_Exercise text_
######
Virtually every major U.S. newspaper has devoted a series of articles to this event and almost without exception the coverage has been thoughtful and balanced. For example, The Los Angeles Times, the Detroit Free Press, the Washington Post, the Washington Times, and USA Today have all run a number of pieces examining the 50 years from a variety of perspectives, with almost all of them focusing on the unfinished issues of peace and justice for the Palestinians.
Of special note has been the coverage given by the New York Times, clearly the United States’ most influential newspaper. Thus far the Times has devoted seven separate full page articles to this series, all under the heading “Israel at 50.”
The first in the series was entitled “Many Voices, not All in Unison in Today’s Israel”, featured interviews with six different Israelis. Featured prominently among the six was an Israeli Arab who described the discrimination she has endured as an Israeli “second class citizen.”
Next came a fascinating examination of the outcry created in Israel over a TV series that included a segment on the Palestinian national movement. The piece called “Israel’s History, Viewed Candidly, Stirs a Storm” discussed the “new historians” of Israel who are for the first time publishing accounts of “the expulsions (of 1948)…the killings of Arab civilians in border skirmishes and missed opportunities to negotiate with the Arabs.”
######
_Source material_
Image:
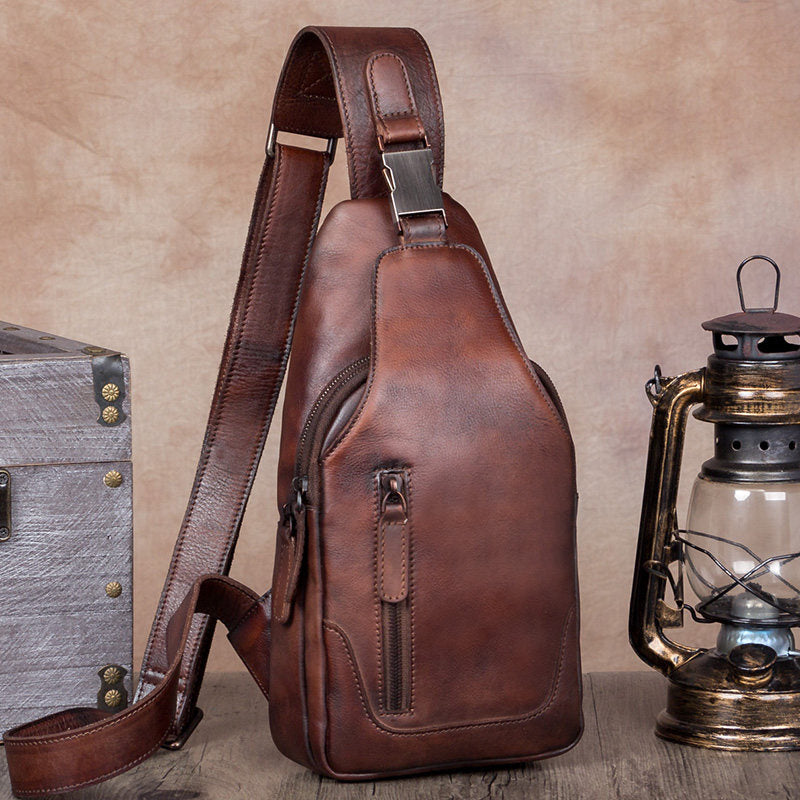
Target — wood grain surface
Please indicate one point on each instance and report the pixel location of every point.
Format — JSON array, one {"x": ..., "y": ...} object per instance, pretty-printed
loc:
[
  {"x": 231, "y": 756},
  {"x": 71, "y": 534},
  {"x": 48, "y": 413}
]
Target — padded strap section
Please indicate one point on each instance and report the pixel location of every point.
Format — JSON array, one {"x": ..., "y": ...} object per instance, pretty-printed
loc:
[
  {"x": 284, "y": 222},
  {"x": 329, "y": 86},
  {"x": 82, "y": 746}
]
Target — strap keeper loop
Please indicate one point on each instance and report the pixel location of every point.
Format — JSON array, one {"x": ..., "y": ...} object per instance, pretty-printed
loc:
[{"x": 272, "y": 138}]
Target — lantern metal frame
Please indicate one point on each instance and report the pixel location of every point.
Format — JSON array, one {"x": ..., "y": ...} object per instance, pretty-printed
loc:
[{"x": 747, "y": 699}]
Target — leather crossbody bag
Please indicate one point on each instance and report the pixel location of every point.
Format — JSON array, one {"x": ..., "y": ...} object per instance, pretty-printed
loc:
[{"x": 424, "y": 606}]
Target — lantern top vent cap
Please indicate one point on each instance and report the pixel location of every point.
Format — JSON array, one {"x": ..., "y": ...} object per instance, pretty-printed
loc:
[{"x": 756, "y": 321}]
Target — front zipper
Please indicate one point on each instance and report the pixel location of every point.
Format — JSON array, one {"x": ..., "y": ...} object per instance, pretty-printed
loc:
[{"x": 393, "y": 563}]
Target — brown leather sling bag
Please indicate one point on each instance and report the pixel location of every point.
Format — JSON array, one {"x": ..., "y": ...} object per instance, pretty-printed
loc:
[{"x": 424, "y": 606}]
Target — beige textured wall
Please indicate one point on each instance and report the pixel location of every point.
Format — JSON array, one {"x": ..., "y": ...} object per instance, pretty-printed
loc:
[{"x": 620, "y": 158}]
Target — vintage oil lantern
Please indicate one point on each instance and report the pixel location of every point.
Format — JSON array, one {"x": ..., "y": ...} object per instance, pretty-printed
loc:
[{"x": 741, "y": 546}]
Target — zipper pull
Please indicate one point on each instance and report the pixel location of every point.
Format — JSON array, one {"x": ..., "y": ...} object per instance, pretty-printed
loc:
[
  {"x": 393, "y": 536},
  {"x": 290, "y": 551}
]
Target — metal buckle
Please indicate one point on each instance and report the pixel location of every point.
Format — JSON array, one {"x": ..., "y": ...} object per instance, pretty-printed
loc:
[
  {"x": 409, "y": 174},
  {"x": 183, "y": 736},
  {"x": 272, "y": 137}
]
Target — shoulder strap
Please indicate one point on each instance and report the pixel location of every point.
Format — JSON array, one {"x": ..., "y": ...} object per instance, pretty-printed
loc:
[{"x": 370, "y": 86}]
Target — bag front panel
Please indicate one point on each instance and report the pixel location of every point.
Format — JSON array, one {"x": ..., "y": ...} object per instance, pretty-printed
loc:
[
  {"x": 450, "y": 597},
  {"x": 332, "y": 331}
]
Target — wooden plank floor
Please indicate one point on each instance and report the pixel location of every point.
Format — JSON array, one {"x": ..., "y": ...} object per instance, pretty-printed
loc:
[{"x": 231, "y": 756}]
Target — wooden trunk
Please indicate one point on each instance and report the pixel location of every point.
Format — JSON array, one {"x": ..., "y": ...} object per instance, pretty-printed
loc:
[{"x": 66, "y": 526}]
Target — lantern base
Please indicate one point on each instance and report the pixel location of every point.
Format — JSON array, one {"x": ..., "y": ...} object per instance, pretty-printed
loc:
[{"x": 710, "y": 705}]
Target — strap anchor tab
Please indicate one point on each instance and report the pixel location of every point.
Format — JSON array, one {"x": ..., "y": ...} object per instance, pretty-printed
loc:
[{"x": 413, "y": 186}]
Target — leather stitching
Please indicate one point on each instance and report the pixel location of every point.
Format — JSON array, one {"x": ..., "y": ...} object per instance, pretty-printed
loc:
[
  {"x": 381, "y": 728},
  {"x": 433, "y": 83},
  {"x": 213, "y": 428},
  {"x": 412, "y": 112},
  {"x": 349, "y": 141}
]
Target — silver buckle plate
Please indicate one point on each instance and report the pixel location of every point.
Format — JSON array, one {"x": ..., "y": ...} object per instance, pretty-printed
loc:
[{"x": 409, "y": 174}]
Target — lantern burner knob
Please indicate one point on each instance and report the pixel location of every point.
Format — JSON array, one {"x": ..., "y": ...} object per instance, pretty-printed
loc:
[{"x": 753, "y": 663}]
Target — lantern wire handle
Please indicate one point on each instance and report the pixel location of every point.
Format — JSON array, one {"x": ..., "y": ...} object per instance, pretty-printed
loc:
[{"x": 777, "y": 283}]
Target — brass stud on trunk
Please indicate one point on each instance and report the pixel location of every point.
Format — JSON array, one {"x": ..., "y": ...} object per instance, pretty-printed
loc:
[
  {"x": 113, "y": 479},
  {"x": 112, "y": 698},
  {"x": 110, "y": 392}
]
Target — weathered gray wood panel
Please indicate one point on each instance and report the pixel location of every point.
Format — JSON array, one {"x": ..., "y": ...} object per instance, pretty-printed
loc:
[
  {"x": 71, "y": 534},
  {"x": 48, "y": 413},
  {"x": 231, "y": 757}
]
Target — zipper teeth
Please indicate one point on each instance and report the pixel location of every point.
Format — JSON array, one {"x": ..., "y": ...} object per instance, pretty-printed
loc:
[
  {"x": 342, "y": 376},
  {"x": 395, "y": 688}
]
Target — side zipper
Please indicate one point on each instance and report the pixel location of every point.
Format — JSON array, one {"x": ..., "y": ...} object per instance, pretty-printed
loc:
[{"x": 393, "y": 588}]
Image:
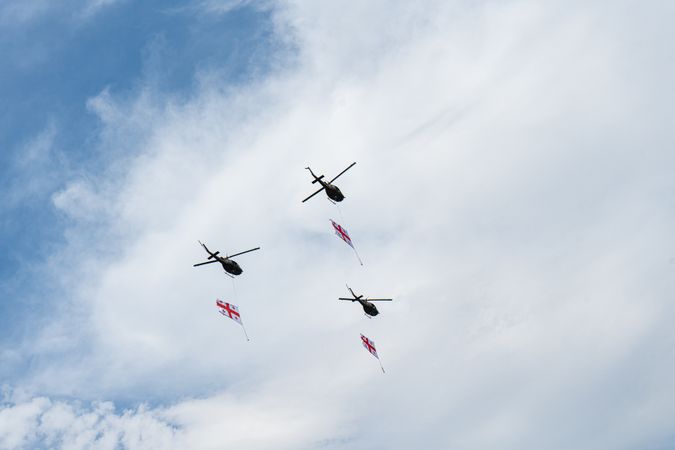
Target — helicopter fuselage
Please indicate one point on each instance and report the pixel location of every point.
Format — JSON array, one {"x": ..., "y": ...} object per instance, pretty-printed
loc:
[
  {"x": 369, "y": 308},
  {"x": 332, "y": 191},
  {"x": 230, "y": 266}
]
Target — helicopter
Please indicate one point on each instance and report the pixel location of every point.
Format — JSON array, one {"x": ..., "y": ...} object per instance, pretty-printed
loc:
[
  {"x": 230, "y": 266},
  {"x": 332, "y": 191},
  {"x": 368, "y": 307}
]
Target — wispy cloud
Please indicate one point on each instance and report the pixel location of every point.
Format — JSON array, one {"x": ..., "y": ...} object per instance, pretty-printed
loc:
[{"x": 502, "y": 196}]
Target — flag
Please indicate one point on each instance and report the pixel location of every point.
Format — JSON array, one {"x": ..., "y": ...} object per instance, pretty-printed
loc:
[
  {"x": 369, "y": 345},
  {"x": 342, "y": 233},
  {"x": 229, "y": 310}
]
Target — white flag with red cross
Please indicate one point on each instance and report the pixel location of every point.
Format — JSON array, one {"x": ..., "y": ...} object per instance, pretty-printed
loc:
[
  {"x": 369, "y": 345},
  {"x": 341, "y": 232},
  {"x": 231, "y": 311}
]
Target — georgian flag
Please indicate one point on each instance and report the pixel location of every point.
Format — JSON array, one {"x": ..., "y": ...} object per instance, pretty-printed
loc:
[
  {"x": 369, "y": 345},
  {"x": 342, "y": 233},
  {"x": 229, "y": 310}
]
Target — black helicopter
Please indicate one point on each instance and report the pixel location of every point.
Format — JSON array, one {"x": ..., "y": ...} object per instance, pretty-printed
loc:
[
  {"x": 368, "y": 307},
  {"x": 230, "y": 266},
  {"x": 332, "y": 191}
]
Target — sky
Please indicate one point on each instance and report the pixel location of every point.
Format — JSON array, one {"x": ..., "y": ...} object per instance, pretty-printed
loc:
[{"x": 512, "y": 193}]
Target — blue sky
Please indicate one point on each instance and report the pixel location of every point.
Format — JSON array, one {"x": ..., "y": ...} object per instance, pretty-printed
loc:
[
  {"x": 52, "y": 64},
  {"x": 513, "y": 195}
]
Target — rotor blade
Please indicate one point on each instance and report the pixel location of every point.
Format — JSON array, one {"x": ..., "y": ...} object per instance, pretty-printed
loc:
[
  {"x": 207, "y": 262},
  {"x": 205, "y": 248},
  {"x": 350, "y": 166},
  {"x": 241, "y": 253},
  {"x": 313, "y": 195}
]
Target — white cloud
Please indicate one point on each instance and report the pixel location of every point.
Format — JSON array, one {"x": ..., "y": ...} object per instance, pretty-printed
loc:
[{"x": 511, "y": 193}]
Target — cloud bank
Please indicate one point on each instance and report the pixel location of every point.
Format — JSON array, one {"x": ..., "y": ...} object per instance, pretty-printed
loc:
[{"x": 512, "y": 194}]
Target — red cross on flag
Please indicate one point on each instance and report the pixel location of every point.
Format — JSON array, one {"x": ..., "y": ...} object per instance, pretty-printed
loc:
[
  {"x": 231, "y": 311},
  {"x": 342, "y": 233},
  {"x": 369, "y": 344}
]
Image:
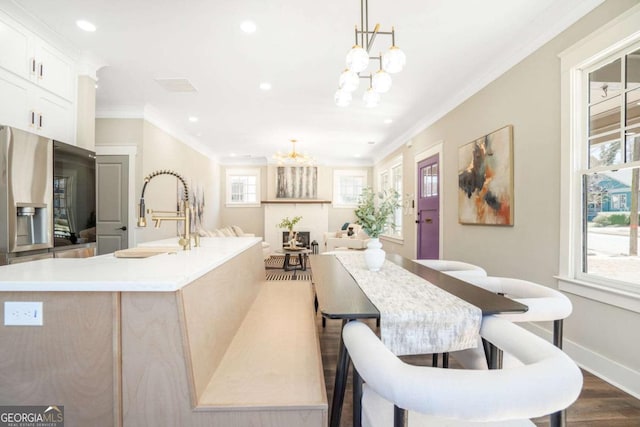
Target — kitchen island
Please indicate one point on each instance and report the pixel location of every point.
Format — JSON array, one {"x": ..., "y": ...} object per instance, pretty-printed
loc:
[{"x": 137, "y": 341}]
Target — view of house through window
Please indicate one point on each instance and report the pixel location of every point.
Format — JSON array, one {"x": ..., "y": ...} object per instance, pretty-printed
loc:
[{"x": 611, "y": 170}]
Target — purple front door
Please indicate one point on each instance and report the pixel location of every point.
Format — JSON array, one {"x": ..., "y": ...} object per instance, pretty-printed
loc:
[{"x": 428, "y": 209}]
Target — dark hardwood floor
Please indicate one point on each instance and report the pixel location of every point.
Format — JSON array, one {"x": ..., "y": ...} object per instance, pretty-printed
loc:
[{"x": 599, "y": 404}]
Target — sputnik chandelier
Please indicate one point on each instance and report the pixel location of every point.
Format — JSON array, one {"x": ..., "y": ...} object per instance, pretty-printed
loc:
[
  {"x": 293, "y": 157},
  {"x": 358, "y": 59}
]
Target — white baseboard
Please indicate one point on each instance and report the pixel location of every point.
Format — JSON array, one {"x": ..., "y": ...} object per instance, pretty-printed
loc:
[{"x": 614, "y": 373}]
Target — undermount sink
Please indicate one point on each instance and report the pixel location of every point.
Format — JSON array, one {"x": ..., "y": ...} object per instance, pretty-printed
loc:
[{"x": 145, "y": 252}]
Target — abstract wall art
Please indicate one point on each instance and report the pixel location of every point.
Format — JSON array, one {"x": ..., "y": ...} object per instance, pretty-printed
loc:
[{"x": 485, "y": 179}]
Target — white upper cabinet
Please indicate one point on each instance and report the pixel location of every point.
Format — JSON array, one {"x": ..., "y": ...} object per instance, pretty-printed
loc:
[
  {"x": 37, "y": 84},
  {"x": 54, "y": 71},
  {"x": 15, "y": 45}
]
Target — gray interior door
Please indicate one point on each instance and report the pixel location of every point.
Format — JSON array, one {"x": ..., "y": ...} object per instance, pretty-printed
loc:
[{"x": 112, "y": 174}]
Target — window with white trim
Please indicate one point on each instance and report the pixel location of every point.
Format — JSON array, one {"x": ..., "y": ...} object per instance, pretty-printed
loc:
[
  {"x": 243, "y": 187},
  {"x": 608, "y": 169},
  {"x": 347, "y": 187}
]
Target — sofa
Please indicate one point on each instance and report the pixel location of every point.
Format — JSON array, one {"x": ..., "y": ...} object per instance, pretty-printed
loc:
[
  {"x": 341, "y": 240},
  {"x": 235, "y": 231}
]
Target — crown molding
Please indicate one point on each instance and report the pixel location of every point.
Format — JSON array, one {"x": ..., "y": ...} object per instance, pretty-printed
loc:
[{"x": 549, "y": 30}]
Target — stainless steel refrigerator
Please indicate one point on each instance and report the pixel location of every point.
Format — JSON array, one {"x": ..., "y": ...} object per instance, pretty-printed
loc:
[{"x": 26, "y": 190}]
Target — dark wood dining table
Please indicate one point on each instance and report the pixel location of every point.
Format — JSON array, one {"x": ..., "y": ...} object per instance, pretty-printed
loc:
[{"x": 340, "y": 297}]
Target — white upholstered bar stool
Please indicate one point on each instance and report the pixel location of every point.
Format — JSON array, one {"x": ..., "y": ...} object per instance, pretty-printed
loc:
[
  {"x": 450, "y": 266},
  {"x": 547, "y": 381},
  {"x": 545, "y": 304}
]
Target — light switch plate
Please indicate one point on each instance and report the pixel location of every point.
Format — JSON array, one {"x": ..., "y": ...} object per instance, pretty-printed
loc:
[{"x": 22, "y": 313}]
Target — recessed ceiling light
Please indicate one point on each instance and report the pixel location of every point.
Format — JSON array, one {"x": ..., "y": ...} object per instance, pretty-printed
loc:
[
  {"x": 248, "y": 27},
  {"x": 86, "y": 25}
]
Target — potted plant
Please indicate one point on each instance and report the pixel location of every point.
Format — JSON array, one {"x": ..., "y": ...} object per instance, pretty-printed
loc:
[
  {"x": 289, "y": 224},
  {"x": 375, "y": 213}
]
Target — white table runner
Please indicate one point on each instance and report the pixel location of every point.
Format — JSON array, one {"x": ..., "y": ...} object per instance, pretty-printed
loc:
[{"x": 416, "y": 317}]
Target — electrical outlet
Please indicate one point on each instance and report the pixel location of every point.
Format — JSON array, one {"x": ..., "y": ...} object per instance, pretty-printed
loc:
[{"x": 22, "y": 313}]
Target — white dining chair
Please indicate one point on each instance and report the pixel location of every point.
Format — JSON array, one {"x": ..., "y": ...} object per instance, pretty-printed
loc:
[
  {"x": 547, "y": 381},
  {"x": 545, "y": 304}
]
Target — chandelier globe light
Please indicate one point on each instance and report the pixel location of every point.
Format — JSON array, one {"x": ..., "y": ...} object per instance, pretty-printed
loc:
[
  {"x": 359, "y": 59},
  {"x": 394, "y": 60},
  {"x": 381, "y": 81},
  {"x": 371, "y": 98},
  {"x": 349, "y": 81},
  {"x": 293, "y": 157}
]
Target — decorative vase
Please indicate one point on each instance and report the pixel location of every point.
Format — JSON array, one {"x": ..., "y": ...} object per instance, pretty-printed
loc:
[{"x": 374, "y": 255}]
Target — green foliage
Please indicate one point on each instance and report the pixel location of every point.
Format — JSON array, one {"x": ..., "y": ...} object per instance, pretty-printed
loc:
[
  {"x": 605, "y": 219},
  {"x": 601, "y": 220},
  {"x": 289, "y": 223},
  {"x": 375, "y": 210}
]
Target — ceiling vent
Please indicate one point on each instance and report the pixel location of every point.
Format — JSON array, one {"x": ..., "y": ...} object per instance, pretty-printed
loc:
[{"x": 176, "y": 85}]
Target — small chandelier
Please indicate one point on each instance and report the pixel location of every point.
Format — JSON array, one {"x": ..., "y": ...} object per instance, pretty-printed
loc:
[
  {"x": 358, "y": 59},
  {"x": 293, "y": 157}
]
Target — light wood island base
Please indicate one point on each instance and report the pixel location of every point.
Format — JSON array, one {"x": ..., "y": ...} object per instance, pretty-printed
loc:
[{"x": 227, "y": 349}]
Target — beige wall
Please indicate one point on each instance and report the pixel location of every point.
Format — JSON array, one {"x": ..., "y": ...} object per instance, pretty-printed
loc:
[
  {"x": 527, "y": 97},
  {"x": 158, "y": 150}
]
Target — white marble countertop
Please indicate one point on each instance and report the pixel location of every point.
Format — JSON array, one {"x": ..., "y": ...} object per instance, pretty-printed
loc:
[{"x": 106, "y": 273}]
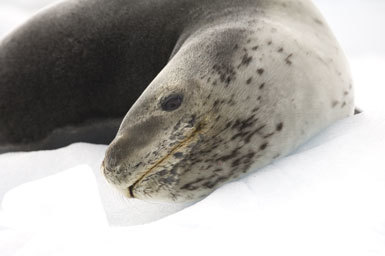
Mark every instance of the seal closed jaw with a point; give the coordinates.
(197, 131)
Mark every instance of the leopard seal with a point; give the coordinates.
(215, 89)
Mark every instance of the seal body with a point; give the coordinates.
(233, 86)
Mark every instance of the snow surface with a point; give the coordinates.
(327, 198)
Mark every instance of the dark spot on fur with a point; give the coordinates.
(192, 121)
(268, 135)
(318, 21)
(263, 146)
(246, 59)
(178, 155)
(279, 126)
(287, 59)
(255, 109)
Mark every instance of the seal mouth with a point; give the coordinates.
(195, 133)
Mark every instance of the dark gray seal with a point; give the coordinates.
(233, 85)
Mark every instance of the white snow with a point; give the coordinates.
(327, 198)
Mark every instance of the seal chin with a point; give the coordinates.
(153, 181)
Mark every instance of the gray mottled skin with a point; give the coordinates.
(258, 79)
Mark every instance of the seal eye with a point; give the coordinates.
(172, 102)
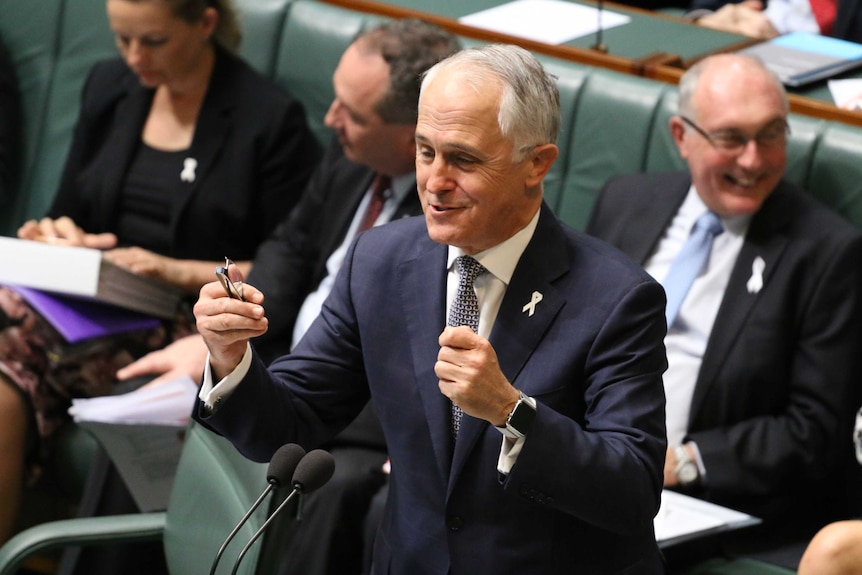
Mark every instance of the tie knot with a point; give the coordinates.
(708, 223)
(468, 269)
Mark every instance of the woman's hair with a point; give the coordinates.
(227, 33)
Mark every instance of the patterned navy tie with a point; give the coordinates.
(464, 311)
(689, 262)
######
_What to do_
- 1) Using the text on U.S. newspaper coverage of Israel at 50, list the newspapers given as examples in the sentence that begins "For example."
- 2) According to the text on U.S. newspaper coverage of Israel at 50, why does the New York Times coverage get special attention?
- 3) In the text on U.S. newspaper coverage of Israel at 50, how many Israelis were interviewed in "Many Voices, not All in Unison in Today's Israel"?

_Answer list_
- 1) The Los Angeles Times, the Detroit Free Press, the Washington Post, the Washington Times, USA Today

- 2) The text calls the New York Times clearly the most influential newspaper in the United States, and that is why its coverage is of special note.

- 3) Six